The 1-on-1 starts in 12 minutes. You opened the doc once last week. The last entry says “career chat — TBD”. This tutorial replaces the “wing the 1-on-1 then forget the action item” cycle with a 10-minute prep workflow plus a same-day follow-up note: AI generates the agenda from your last 2 weeks of context, drafts the topics worth raising, and writes the post-meeting note. Aimed at both sides of the conversation — managers running 4-8 reports and reports who actually want their 1-on-1s to matter.
What this covers
A reusable 1-on-1 workflow for either side — manager or report — covering: pre-meeting context pull, agenda draft, topics ranked by urgency, decisions to land, and same-day follow-up note. AI handles context summarization and agenda generation. You keep the trust judgment, the personal questions, and the candor that the model cannot fabricate. The system is designed to leave both sides feeling the 30 minutes were not wasted.
Who this is for
Managers running 4-8 direct reports across functions, senior ICs who manage zero people but mentor 2-3 juniors, reports who want to extract more value from their 1-on-1s, and skip-level managers who do quarterly 1-on-1s with grandchildren on the org chart. Best when both parties want the 1-on-1 to be more than a status check. Worst when one side has decided the 1-on-1 is overhead — AI cannot fix a relationship problem.
When to reach for it
Weekly or biweekly recurring 1-on-1s, prepping a quarterly career conversation, a skip-level 1-on-1 you only do once a quarter, or after a difficult week where you need to walk in clear about what to say. Also useful when you take over a new team and your first 1-on-1s with each report need to be more than introductions.
Before you start
- Confirm the recurring slot. 30 minutes weekly or 45 minutes biweekly is the typical rhythm; less than 30 minutes is a status check, not a 1-on-1.
- Have a shared running doc — Notion, Google Doc, or Linear page — both sides edit. Verbal-only 1-on-1s lose continuity by week 3.
- Know each report’s current top project and current top concern. If you cannot name them before the meeting, the meeting is going to be shallow.
- Confirm privacy settings on whatever AI tool you use. 1-on-1 prep notes contain sensitive personal info; use a model with no-training settings.
- Block 10 minutes before the 1-on-1 starts — not the moment it starts.
Step by step
- Pull context. Prompt: “Here is the last 2 weeks of context for my 1-on-1 with [name]: [paste recent Slack threads, project status, last meeting note]. Summarize: 3 things going well, 2 things stuck, 1 emerging risk.” Read the summary; it usually surfaces something you forgot.
- Agenda draft. Prompt: “Draft a 30-minute 1-on-1 agenda for [name] given this context. Structure: 5 min check-in, 15 min topic-driven discussion, 5 min career and growth, 5 min open floor. Suggest 2-3 specific topics for the topic-driven block, ranked by urgency.” Cut to your top 2.
- Topics worth raising. Prompt: “What are the topics this person probably wants to raise but might not bring up unprompted? Examples in this context: project bandwidth, growth path, frustration with X.” Pick 1 to proactively invite into the room.
- Decisions to land. Write 1-2 specific decisions you want to leave the room with. “Decide whether to extend the sprint by a week” beats “discuss sprint pacing.” Without a decision target, 1-on-1s drift into venting.

* * * * * * * * *

#### Exercise A:
Lay out the entries from their start through the line holding "[1135,15,1302,53]", inclusive, as a numbered list with blank lines omitted.

(Rows from a box-labeling dataset)
* * * * * * * * *

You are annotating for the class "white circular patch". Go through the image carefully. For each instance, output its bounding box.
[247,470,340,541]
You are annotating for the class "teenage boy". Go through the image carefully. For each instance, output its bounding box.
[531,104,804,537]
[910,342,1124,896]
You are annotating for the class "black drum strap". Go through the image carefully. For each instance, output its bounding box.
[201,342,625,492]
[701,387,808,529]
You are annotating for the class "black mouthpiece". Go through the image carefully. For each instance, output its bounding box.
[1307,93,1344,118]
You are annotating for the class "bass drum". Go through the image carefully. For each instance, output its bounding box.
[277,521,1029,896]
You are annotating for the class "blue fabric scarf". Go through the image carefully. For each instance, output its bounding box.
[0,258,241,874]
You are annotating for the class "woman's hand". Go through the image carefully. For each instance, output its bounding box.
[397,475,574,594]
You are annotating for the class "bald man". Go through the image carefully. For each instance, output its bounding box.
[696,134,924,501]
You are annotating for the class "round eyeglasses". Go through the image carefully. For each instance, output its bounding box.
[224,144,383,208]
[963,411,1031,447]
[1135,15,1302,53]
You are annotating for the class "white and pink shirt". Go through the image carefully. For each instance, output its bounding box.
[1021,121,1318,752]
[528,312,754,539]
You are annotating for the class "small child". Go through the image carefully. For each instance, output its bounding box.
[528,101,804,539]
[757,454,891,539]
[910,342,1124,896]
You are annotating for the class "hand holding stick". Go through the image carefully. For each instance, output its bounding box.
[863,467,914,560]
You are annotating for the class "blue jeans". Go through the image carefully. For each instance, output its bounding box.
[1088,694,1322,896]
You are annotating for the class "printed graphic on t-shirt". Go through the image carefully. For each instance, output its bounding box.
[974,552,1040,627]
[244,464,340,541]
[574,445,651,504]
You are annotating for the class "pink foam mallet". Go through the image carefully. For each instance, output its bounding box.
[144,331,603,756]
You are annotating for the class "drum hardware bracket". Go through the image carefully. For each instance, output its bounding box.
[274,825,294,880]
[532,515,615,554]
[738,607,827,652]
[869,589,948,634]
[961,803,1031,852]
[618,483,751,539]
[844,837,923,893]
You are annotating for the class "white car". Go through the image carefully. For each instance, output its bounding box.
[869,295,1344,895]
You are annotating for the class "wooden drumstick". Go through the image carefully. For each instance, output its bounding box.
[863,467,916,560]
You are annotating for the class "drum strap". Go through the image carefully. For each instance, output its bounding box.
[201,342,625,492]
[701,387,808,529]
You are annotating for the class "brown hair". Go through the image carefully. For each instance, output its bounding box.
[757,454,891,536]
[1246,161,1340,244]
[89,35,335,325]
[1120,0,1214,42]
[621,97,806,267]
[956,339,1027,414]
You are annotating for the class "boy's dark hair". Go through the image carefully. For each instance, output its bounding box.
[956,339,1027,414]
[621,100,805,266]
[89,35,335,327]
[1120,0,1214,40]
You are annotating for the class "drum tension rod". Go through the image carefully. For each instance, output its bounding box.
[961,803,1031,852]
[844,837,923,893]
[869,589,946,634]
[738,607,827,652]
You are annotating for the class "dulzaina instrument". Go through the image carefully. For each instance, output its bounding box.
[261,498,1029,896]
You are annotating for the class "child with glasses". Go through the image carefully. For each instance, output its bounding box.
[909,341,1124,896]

* * * * * * * * *

#### Exercise B:
Which tools does the 1-on-1 tutorial suggest for the shared running doc?

#### Final result A:
1. You are annotating for the class "white circular patch". Go through the image carefully. For each instance, output its bounding box.
2. [247,470,340,541]
3. You are annotating for the class "teenage boy". Go through the image carefully. For each instance, output its bounding box.
4. [531,104,804,537]
5. [910,342,1124,896]
6. You are annotating for the class "black drum strap". Go through the image carefully. For each instance, output its bounding box.
7. [201,342,625,492]
8. [701,387,808,529]
9. You are annotating for the class "black mouthpiece". Go through the image carefully. For each instance, output its bounding box.
10. [1307,93,1344,118]
11. You are annotating for the class "bass drum". Go through the image carefully. For each instance, output its bounding box.
12. [277,521,1029,896]
13. You are annotating for the class "blue fabric scarf". Go through the image carefully. For each instance, output its bounding box.
14. [0,258,241,874]
15. You are annotating for the class "woman's hand". Go through the image carefully. For each instance, output its bounding box.
16. [397,475,574,594]
17. You are annotating for the class "bald man". Go through the image carefully. For each instance, output its bounding box.
18. [696,134,924,501]
19. You are annotating for the class "round eyeglasses". Go through the image carefully. For each instance, output its bounding box.
20. [224,144,383,208]
21. [963,411,1031,447]
22. [1135,15,1302,53]

#### Final result B:
Notion, Google Doc, and Linear page.